Как и следовало ожидать, Черчилль с крайним неприятием отнесся к новым правилам. Понимая, что полностью отказаться от контроля со стороны правительства он не сможет, глава Адмиралтейства перевернул ситуацию, поставив Чемберлену такие условия, которые вряд ли могли вызвать у него желание следить за своим коллегой.
«Коммуникации министров во время публичных событий, по моему опыту, всегда оставляли право выбора и были связаны с их великолепным знанием политики правительства, – заявил военно-морской министр. – Я получаю много писем и предложений выступить по радио, и время от времени – разумеется, это нисколько не связано с получением удовольствия – я чувствую, что мне есть что сказать и это может быть полезным. Я полностью согласен, что Вам следует направлять меня в этом вопросе, но я не думаю, что мне следует обращаться в этой связи к лорду-хранителю Малой печати. Я буду ожидать Вашего личного вмешательства перед моими выступлениями, и если я буду чувствовать, что это мой долг, я сам приеду к Вам».

▸ **Письменное задание A**: Переведите на английский язык предложение из фрагмента о Черчилле: «Как и следовало ожидать, Черчилль с крайним неприятием отнесся к новым правилам.»

▸ **Входные данные**:
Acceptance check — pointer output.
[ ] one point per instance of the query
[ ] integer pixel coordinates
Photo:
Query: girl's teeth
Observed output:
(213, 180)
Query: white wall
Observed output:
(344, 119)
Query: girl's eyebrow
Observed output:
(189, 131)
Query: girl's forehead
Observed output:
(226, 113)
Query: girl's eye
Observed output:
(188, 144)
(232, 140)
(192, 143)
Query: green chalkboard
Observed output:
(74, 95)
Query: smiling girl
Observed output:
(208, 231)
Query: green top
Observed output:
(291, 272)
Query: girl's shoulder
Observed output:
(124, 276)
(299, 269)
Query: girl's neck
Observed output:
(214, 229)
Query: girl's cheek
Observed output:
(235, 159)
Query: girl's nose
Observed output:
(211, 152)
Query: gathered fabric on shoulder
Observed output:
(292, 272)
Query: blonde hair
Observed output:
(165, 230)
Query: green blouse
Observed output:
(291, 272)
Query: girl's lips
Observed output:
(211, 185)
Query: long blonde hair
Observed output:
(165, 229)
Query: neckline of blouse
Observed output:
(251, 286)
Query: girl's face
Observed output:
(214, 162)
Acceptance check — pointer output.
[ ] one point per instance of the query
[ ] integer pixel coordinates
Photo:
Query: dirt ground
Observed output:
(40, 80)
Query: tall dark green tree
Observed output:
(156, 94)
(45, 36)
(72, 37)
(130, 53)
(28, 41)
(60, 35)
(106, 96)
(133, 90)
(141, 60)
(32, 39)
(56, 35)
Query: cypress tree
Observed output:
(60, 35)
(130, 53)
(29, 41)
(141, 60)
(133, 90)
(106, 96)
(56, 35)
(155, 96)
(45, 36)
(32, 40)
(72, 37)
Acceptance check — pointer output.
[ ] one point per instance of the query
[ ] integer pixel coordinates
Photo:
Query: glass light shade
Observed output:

▸ **Письменное задание B**: Процитируйте записи без изменений, начав со строки, где есть «Query: neckline of blouse», и закончив последней строкой записей; обе границы включите.

▸ **Результат задания A**: As might have been expected, Churchill reacted to the new rules with extreme disapproval.

▸ **Результат задания B**:
Query: neckline of blouse
Observed output:
(251, 286)
Query: girl's face
Observed output:
(214, 162)
Acceptance check — pointer output.
[ ] one point per instance of the query
[ ] integer pixel coordinates
Photo:
Query: dirt ground
Observed output:
(40, 80)
Query: tall dark green tree
Observed output:
(156, 94)
(45, 36)
(72, 37)
(130, 53)
(28, 41)
(60, 35)
(106, 96)
(133, 90)
(141, 60)
(32, 39)
(56, 35)
Query: cypress tree
Observed output:
(60, 35)
(130, 53)
(29, 41)
(141, 60)
(133, 90)
(106, 96)
(56, 35)
(155, 96)
(45, 36)
(32, 40)
(72, 37)
Acceptance check — pointer output.
[ ] one point per instance of the query
[ ] integer pixel coordinates
Photo:
Query: glass light shade
Observed output:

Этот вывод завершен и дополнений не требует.